**What you are asked to do:**
Return every record below exactly as written, but leave out the pictures.

**Dataset extract:**
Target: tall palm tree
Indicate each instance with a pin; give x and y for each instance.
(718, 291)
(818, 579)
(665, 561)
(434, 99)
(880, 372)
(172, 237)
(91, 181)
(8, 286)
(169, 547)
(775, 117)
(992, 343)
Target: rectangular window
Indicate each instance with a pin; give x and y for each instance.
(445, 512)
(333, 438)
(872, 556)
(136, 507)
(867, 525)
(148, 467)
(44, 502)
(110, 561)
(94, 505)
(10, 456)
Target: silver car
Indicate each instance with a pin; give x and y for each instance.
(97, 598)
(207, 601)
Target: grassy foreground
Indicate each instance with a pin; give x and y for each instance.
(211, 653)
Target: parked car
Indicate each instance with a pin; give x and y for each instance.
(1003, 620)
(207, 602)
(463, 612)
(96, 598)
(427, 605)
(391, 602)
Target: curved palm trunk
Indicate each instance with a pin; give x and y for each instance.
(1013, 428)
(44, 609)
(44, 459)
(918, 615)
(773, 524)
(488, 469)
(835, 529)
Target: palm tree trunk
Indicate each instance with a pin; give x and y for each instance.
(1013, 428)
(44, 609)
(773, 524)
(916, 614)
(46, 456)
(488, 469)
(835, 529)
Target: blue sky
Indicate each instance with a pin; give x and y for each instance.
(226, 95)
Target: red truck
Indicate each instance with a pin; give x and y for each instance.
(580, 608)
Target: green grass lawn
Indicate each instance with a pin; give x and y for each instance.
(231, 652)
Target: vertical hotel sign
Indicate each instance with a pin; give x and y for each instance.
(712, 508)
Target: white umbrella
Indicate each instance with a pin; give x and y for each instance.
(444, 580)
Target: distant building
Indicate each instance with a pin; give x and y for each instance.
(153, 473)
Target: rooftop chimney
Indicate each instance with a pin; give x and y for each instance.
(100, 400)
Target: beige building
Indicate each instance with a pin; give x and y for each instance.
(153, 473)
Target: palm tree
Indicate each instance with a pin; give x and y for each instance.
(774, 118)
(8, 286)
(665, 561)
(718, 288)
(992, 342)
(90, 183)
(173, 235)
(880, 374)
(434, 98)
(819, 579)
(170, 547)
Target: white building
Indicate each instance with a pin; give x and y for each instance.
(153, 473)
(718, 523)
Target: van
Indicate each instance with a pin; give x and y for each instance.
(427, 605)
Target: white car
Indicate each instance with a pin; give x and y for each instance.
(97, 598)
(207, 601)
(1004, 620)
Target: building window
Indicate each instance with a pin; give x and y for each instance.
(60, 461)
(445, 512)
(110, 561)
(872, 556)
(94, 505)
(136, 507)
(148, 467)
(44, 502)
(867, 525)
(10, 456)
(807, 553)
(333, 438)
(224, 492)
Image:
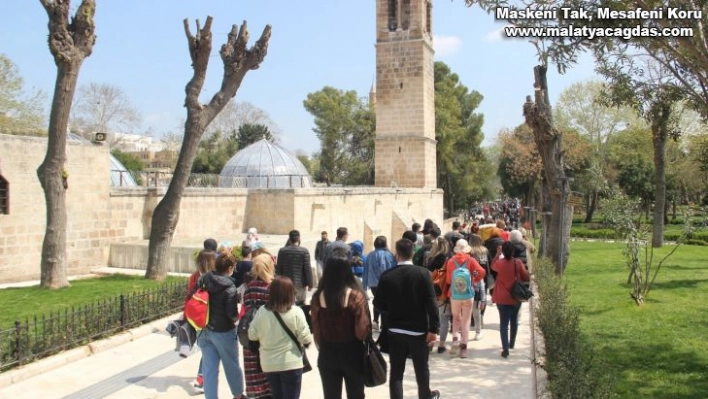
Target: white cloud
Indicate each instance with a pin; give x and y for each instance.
(495, 35)
(446, 45)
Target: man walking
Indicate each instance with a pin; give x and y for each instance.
(319, 253)
(294, 263)
(405, 293)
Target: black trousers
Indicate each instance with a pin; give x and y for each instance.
(339, 362)
(400, 346)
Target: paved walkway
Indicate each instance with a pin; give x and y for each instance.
(149, 367)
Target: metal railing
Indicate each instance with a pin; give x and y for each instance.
(48, 334)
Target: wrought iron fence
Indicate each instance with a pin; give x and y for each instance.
(48, 334)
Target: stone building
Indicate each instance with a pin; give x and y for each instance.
(110, 225)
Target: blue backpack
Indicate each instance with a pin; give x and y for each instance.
(461, 284)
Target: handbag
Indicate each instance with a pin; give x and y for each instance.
(306, 366)
(374, 364)
(520, 291)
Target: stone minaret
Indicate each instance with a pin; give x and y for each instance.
(405, 104)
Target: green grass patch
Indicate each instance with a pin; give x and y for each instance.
(27, 302)
(655, 351)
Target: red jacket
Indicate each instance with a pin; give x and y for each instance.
(505, 279)
(472, 266)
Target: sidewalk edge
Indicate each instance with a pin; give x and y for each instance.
(53, 362)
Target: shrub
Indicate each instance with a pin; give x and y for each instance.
(574, 371)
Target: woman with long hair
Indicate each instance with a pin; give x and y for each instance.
(438, 256)
(281, 358)
(508, 269)
(341, 322)
(218, 340)
(255, 296)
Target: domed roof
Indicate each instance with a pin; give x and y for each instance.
(264, 165)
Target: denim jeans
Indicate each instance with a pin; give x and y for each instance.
(220, 347)
(508, 317)
(285, 384)
(400, 346)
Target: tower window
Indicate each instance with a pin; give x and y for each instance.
(392, 18)
(406, 14)
(429, 16)
(4, 196)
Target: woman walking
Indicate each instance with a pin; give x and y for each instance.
(508, 270)
(341, 321)
(255, 296)
(280, 356)
(218, 340)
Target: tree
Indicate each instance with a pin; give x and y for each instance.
(104, 108)
(461, 164)
(579, 108)
(20, 113)
(70, 42)
(345, 125)
(249, 133)
(237, 60)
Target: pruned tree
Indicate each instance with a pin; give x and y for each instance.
(238, 59)
(104, 108)
(70, 42)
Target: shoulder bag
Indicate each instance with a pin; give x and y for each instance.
(306, 366)
(520, 291)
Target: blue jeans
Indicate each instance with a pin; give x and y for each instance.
(285, 384)
(508, 316)
(220, 346)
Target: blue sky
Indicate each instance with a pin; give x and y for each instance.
(141, 48)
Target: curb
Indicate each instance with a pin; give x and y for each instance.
(54, 362)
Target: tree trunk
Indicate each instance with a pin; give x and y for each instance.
(237, 60)
(659, 127)
(70, 43)
(592, 205)
(538, 116)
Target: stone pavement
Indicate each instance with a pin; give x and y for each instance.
(143, 364)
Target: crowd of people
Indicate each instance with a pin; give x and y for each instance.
(431, 286)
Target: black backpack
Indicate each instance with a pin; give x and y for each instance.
(244, 324)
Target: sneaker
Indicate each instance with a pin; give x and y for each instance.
(463, 353)
(198, 384)
(455, 350)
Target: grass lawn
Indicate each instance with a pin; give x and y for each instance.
(21, 303)
(659, 350)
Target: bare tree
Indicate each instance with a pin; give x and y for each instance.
(104, 108)
(237, 60)
(70, 42)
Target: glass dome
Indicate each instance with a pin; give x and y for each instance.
(264, 165)
(120, 177)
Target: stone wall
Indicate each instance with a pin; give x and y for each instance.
(90, 227)
(111, 222)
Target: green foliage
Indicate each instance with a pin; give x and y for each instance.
(345, 125)
(250, 133)
(463, 169)
(655, 351)
(25, 302)
(574, 369)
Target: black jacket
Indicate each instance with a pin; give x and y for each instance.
(222, 301)
(294, 262)
(406, 293)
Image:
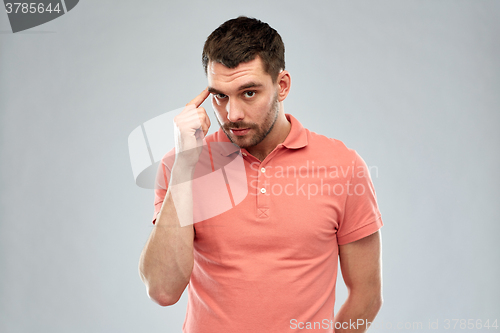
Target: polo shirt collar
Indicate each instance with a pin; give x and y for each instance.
(297, 138)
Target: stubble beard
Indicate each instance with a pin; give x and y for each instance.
(261, 132)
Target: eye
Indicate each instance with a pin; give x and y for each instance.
(220, 96)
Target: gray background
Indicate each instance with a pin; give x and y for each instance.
(413, 86)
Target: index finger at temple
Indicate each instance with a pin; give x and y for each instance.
(198, 100)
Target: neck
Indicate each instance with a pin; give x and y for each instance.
(277, 135)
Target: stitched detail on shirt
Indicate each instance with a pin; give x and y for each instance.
(263, 212)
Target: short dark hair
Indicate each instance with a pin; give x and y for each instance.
(240, 40)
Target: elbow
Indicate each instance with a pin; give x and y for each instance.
(162, 298)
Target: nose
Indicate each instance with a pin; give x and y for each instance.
(234, 111)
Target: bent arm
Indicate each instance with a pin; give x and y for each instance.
(166, 261)
(361, 266)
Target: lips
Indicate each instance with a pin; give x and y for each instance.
(239, 131)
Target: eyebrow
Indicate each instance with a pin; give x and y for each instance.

**Solution for this task:**
Target: tall palm tree
Indicate each instance with a pin; give x and y for each instance.
(718, 291)
(818, 579)
(665, 561)
(434, 99)
(880, 372)
(172, 237)
(91, 181)
(8, 286)
(169, 547)
(775, 117)
(992, 343)
Target: rectangular window
Indicate each instance with a pin; give x and y for each instance.
(445, 512)
(333, 438)
(872, 556)
(136, 507)
(867, 525)
(148, 467)
(44, 502)
(110, 561)
(94, 505)
(10, 456)
Target: silver car
Indicate each instance with a pin; give x and y for each instance.
(97, 598)
(207, 601)
Target: grassy foreground
Indicate each instance with a pin; give x and y for each instance.
(211, 653)
Target: parked car
Indicate each instance with a pin; give x and y for each instance.
(1003, 620)
(207, 602)
(463, 612)
(96, 598)
(427, 605)
(391, 602)
Target: curved palm trunk
Indicate each instance with a pin; give x and y for each instance.
(1013, 428)
(44, 609)
(44, 459)
(918, 615)
(773, 524)
(488, 469)
(835, 529)
Target: palm tree trunk
Indicate each instance with a pin; give x and y for each instance.
(1013, 428)
(44, 609)
(773, 524)
(916, 614)
(46, 456)
(488, 469)
(835, 529)
Target: blue sky
Indicate each instance with a pin; give x and y for each instance.
(226, 95)
Target: red truck
Indicate each instance with a pin; give x and y for each instance.
(580, 608)
Target: green grass lawn
Indicate each instance with a pin; give x and y for each instance.
(231, 652)
Target: vertical hotel sign
Indicate each instance with a pin; give x and y for each instance.
(712, 508)
Target: white umbrella
Indicate each instance with a pin; give x and y for each instance.
(444, 580)
Target: distant building
Indicate each instance with a pin; give x and y for each instance.
(153, 473)
Target: rooftop chimney
Indicate each instance with a pin; give x and y for each instance.
(100, 400)
Target: beige building
Indicate each instance with a pin; give x and y for each instance.
(153, 473)
Target: palm tree
Indicate each instance with a pin; give x and y for each instance.
(774, 118)
(8, 286)
(665, 561)
(718, 288)
(992, 342)
(90, 183)
(173, 235)
(880, 374)
(434, 98)
(819, 579)
(170, 547)
Target: white building
Indicate each instance with a pin; give x and y for each instance.
(153, 473)
(718, 523)
Target: van
Indicate each instance with a pin; give x and y for each instance.
(427, 605)
Target: white car
Indicate each instance with a pin; give x and y for each instance.
(97, 598)
(207, 601)
(1004, 620)
Target: building window
Indicate each instance with a pin; give x and y for each instance.
(60, 461)
(445, 512)
(110, 561)
(872, 556)
(94, 505)
(136, 507)
(148, 467)
(44, 502)
(867, 525)
(10, 456)
(807, 553)
(333, 438)
(224, 492)
Image:
Target: white cloud
Indicate each instance with a pin; give x and y for each instance.
(495, 35)
(446, 45)
Target: man walking
Indicate each instance with a pin; give x and y for each instance.
(319, 253)
(294, 263)
(405, 293)
Target: black trousers
Indicate each instance with a pin; give x and y for each instance.
(339, 362)
(400, 346)
Target: paved walkway
Indicate each instance with a pin; give x and y for each instance.
(149, 367)
Target: metal railing
Indicate each instance with a pin; give x and y for each instance.
(48, 334)
Target: wrought iron fence
Indicate each instance with a pin; give x and y for each instance.
(48, 334)
Target: stone building
Indicate each instance with a pin; give x and y for each instance.
(110, 225)
Target: blue backpack
Indicate each instance with a pin; give x and y for each instance.
(461, 284)
Target: handbag
Indicate each instance with a pin; give x and y for each instance.
(306, 366)
(374, 364)
(520, 291)
Target: stone minaret
Indicate each instance with a pin; give x and y for each instance.
(405, 104)
Target: green grass patch
Indicate each instance with a pin; give x and y for each instance.
(27, 302)
(655, 351)
Target: red jacket
Indicate each instance with a pin; give x and y for each instance.
(505, 279)
(472, 266)
Target: sidewalk edge
Indicate each instance with a pin; give x and y for each instance.
(53, 362)
Target: shrub
Indicate each instance with a pin; give x and y for each instance.
(574, 371)
Target: woman with long hair
Indicate each instance with a pin; give x and y for each instance.
(438, 256)
(281, 358)
(508, 269)
(341, 322)
(218, 340)
(255, 296)
Target: domed roof
Indicate each instance with a pin; give x and y for each instance.
(264, 165)
Target: denim jeans
Indicate each instance with a pin; give x and y for each instance.
(220, 347)
(508, 317)
(285, 384)
(400, 346)
Target: tower window
Indicate each instance with a pin; give x and y for each instance.
(392, 18)
(406, 14)
(429, 16)
(4, 196)
Target: woman walking
Indicate each instance with a pin; give x and y for each instance.
(508, 270)
(341, 321)
(255, 296)
(280, 356)
(218, 340)
Target: tree
Indicate each instance with a pin; give x and y for each instance.
(104, 108)
(461, 164)
(579, 108)
(20, 113)
(70, 42)
(345, 125)
(249, 133)
(237, 60)
Target: pruned tree
Indicate each instance with a pin; give x and y for each instance.
(238, 59)
(104, 108)
(70, 42)
Target: shoulder bag
Indicate each instance with a pin; give x and y for each instance.
(306, 366)
(520, 291)
Target: blue jeans
Indicate each instance with a pin; give x and y for each instance.
(285, 384)
(508, 316)
(220, 346)
Target: blue sky
Indicate each instance with a pin; give x and y for each instance.
(141, 48)
Target: curb
Indicate each instance with a pin; give x and y for each instance.
(54, 362)
Target: tree trunk
Indicate each instance with a pin; give x and y for each instance.
(237, 60)
(659, 127)
(70, 43)
(592, 205)
(538, 116)
Target: stone pavement
Indicate each instance with a pin; give x and y for each instance.
(143, 364)
Target: crowd of people
Indicate each instance with a pin; give x and y for each instance.
(431, 286)
Target: black backpack
Indicate each instance with a pin; give x and y for each instance.
(244, 324)
Target: sneaker
Indicate each instance with a pin; give x and y for each instance.
(463, 353)
(198, 384)
(455, 350)
Target: grass lawn
Indicate each instance with a pin; give x and y for each instance.
(21, 303)
(659, 350)
Target: bare tree
Indicate each instance with a pin; give x and y for each instance.
(104, 108)
(237, 60)
(70, 42)
Target: glass dome
Indicate each instance with a pin; give x and y for each instance.
(264, 165)
(120, 177)
Target: stone wall
Indicate each instance with a pin; give x and y for each instance.
(90, 227)
(111, 222)
Target: green foliage
Indicate each instance with a pin; give x and y for each instance.
(345, 125)
(250, 133)
(463, 169)
(655, 351)
(25, 302)
(574, 369)
Target: black jacket
Indicate each instance with a pin; give x and y for each instance.
(222, 301)
(294, 262)
(406, 293)
Image:
Target: polo shirt collar
Indicate each instance with a pin; give x and y for each instance.
(297, 138)
Target: stubble beard
Indicate each instance with a pin; give x and y for each instance.
(261, 132)
Target: eye
Indicate each instance with a pin; give x and y for each instance.
(220, 96)
Target: gray background
Indicate each instance with a pin; give x and y for each instance.
(413, 86)
Target: index finger at temple
Indicate each instance with a pin; give x and y for each instance.
(198, 100)
Target: neck
Indicate each instance with a pin; give x and y for each instance.
(277, 135)
Target: stitched detail on shirt
Indicate each instance with a pin; give x and y for each instance.
(263, 212)
Target: short dark hair
Indicate each instance with a pin; give x and y for each instance.
(240, 40)
Target: elbow
Indicate each instance with a pin; give x and y for each instance.
(162, 298)
Target: nose
Indicate each instance with a pin; give x and y for each instance.
(234, 111)
Target: bent arm
Indicate each instance with a pin; give x and y for each instance.
(166, 261)
(361, 266)
Target: lips
Indicate each instance with a pin; give x and y for each instance.
(239, 131)
Target: eyebrow
Indicate each instance with a pin; give x and y for each instance.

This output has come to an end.